**EXERCISE INSTRUCTIONS:** Reproduce word for word the lines of the material, starting with the line that contains "Vision module – locates any fingertip" and continuing through the end of the material.

**DATA LISTING:**
⟨
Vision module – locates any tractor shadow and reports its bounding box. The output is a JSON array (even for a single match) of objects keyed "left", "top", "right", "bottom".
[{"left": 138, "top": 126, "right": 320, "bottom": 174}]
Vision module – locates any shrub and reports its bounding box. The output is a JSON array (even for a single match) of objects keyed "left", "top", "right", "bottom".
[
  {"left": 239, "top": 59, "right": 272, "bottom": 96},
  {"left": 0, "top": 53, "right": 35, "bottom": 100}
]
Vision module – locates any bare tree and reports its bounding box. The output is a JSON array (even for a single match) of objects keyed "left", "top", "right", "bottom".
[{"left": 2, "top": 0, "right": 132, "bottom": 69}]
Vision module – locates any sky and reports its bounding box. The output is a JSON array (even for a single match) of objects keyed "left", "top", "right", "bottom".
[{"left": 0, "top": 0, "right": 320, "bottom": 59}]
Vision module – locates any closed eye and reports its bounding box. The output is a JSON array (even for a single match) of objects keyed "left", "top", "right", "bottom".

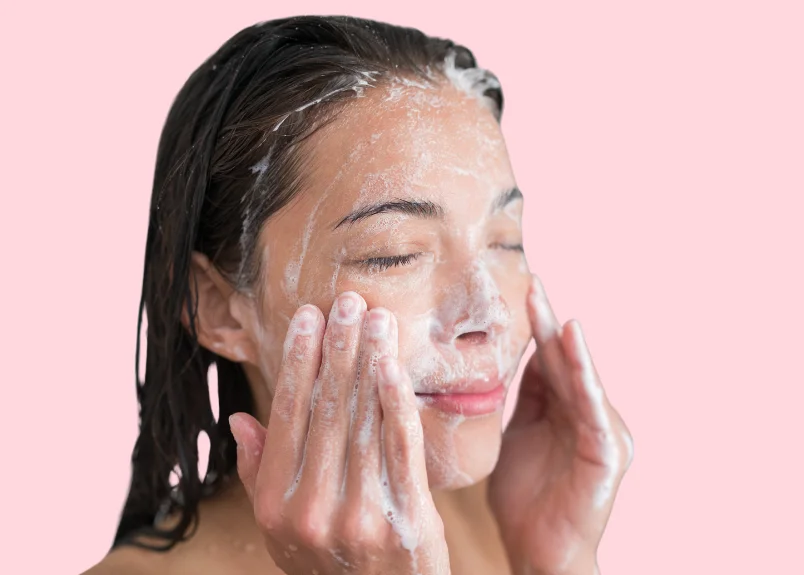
[
  {"left": 490, "top": 243, "right": 525, "bottom": 252},
  {"left": 359, "top": 252, "right": 422, "bottom": 273}
]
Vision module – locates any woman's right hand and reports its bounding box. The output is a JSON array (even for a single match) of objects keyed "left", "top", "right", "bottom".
[{"left": 230, "top": 292, "right": 449, "bottom": 575}]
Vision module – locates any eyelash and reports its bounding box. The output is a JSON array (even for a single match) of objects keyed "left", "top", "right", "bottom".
[{"left": 360, "top": 244, "right": 525, "bottom": 272}]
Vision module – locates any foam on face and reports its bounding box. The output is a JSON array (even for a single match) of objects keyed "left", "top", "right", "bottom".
[{"left": 248, "top": 57, "right": 527, "bottom": 498}]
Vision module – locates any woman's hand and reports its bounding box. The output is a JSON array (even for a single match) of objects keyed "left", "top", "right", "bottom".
[
  {"left": 489, "top": 276, "right": 633, "bottom": 575},
  {"left": 230, "top": 292, "right": 449, "bottom": 575}
]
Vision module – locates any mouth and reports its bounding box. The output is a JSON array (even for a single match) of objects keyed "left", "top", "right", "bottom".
[{"left": 416, "top": 378, "right": 506, "bottom": 416}]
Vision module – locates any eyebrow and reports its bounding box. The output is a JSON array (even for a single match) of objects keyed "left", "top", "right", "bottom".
[
  {"left": 491, "top": 186, "right": 524, "bottom": 213},
  {"left": 332, "top": 187, "right": 522, "bottom": 231},
  {"left": 332, "top": 200, "right": 444, "bottom": 231}
]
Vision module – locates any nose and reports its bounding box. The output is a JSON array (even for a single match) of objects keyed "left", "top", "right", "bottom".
[{"left": 444, "top": 263, "right": 511, "bottom": 348}]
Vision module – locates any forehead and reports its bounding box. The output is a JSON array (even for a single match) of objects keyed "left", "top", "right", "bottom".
[{"left": 305, "top": 80, "right": 514, "bottom": 216}]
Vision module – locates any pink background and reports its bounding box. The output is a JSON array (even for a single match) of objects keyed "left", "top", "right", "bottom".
[{"left": 0, "top": 0, "right": 804, "bottom": 575}]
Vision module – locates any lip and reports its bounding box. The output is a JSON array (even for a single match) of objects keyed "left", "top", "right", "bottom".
[{"left": 416, "top": 381, "right": 505, "bottom": 416}]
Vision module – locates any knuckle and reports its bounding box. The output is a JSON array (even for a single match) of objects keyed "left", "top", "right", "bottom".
[
  {"left": 272, "top": 377, "right": 309, "bottom": 419},
  {"left": 338, "top": 512, "right": 384, "bottom": 554},
  {"left": 254, "top": 496, "right": 284, "bottom": 533},
  {"left": 293, "top": 506, "right": 330, "bottom": 549}
]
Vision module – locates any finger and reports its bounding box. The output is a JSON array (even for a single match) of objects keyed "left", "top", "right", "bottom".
[
  {"left": 346, "top": 308, "right": 398, "bottom": 504},
  {"left": 562, "top": 320, "right": 634, "bottom": 468},
  {"left": 508, "top": 353, "right": 557, "bottom": 429},
  {"left": 522, "top": 274, "right": 573, "bottom": 404},
  {"left": 299, "top": 292, "right": 366, "bottom": 495},
  {"left": 229, "top": 413, "right": 266, "bottom": 501},
  {"left": 378, "top": 356, "right": 429, "bottom": 518},
  {"left": 259, "top": 304, "right": 324, "bottom": 496}
]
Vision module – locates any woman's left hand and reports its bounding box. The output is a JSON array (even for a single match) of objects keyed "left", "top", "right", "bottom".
[{"left": 489, "top": 276, "right": 633, "bottom": 575}]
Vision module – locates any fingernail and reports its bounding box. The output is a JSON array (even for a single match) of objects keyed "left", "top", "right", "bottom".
[
  {"left": 380, "top": 356, "right": 399, "bottom": 383},
  {"left": 573, "top": 320, "right": 586, "bottom": 346},
  {"left": 293, "top": 305, "right": 318, "bottom": 335},
  {"left": 332, "top": 292, "right": 360, "bottom": 325},
  {"left": 229, "top": 413, "right": 243, "bottom": 448},
  {"left": 368, "top": 308, "right": 391, "bottom": 339}
]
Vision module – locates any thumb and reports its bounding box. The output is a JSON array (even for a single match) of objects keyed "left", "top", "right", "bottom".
[
  {"left": 508, "top": 352, "right": 550, "bottom": 429},
  {"left": 229, "top": 413, "right": 266, "bottom": 500}
]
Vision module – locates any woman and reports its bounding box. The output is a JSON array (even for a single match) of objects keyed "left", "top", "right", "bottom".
[{"left": 89, "top": 17, "right": 632, "bottom": 575}]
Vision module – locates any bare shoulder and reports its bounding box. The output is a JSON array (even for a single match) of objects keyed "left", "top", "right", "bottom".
[{"left": 81, "top": 547, "right": 171, "bottom": 575}]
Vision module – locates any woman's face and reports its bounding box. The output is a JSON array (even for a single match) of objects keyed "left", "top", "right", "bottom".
[{"left": 245, "top": 77, "right": 530, "bottom": 488}]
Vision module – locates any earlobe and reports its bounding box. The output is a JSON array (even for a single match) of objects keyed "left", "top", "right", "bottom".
[{"left": 181, "top": 252, "right": 255, "bottom": 363}]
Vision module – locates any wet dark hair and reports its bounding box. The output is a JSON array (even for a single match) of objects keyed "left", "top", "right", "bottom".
[{"left": 113, "top": 16, "right": 503, "bottom": 550}]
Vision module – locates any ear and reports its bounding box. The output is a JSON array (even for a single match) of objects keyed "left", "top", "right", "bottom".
[{"left": 181, "top": 252, "right": 256, "bottom": 365}]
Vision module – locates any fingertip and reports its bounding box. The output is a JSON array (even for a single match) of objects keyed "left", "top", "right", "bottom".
[{"left": 229, "top": 412, "right": 265, "bottom": 447}]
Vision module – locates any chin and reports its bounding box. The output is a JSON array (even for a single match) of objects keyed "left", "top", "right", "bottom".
[{"left": 420, "top": 407, "right": 503, "bottom": 490}]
⟩
**TASK RESULT:**
Vision module – locates any fingertip and reports its bounding box. The output is a JSON array (even for a single match) of objects keyed "left", "top", "right", "bottom".
[{"left": 229, "top": 412, "right": 265, "bottom": 447}]
Vision module – locates any chin and reports its bounding box. The output is a JSON array (even for a single match) of objects keyed "left", "top", "right", "bottom".
[{"left": 420, "top": 407, "right": 503, "bottom": 490}]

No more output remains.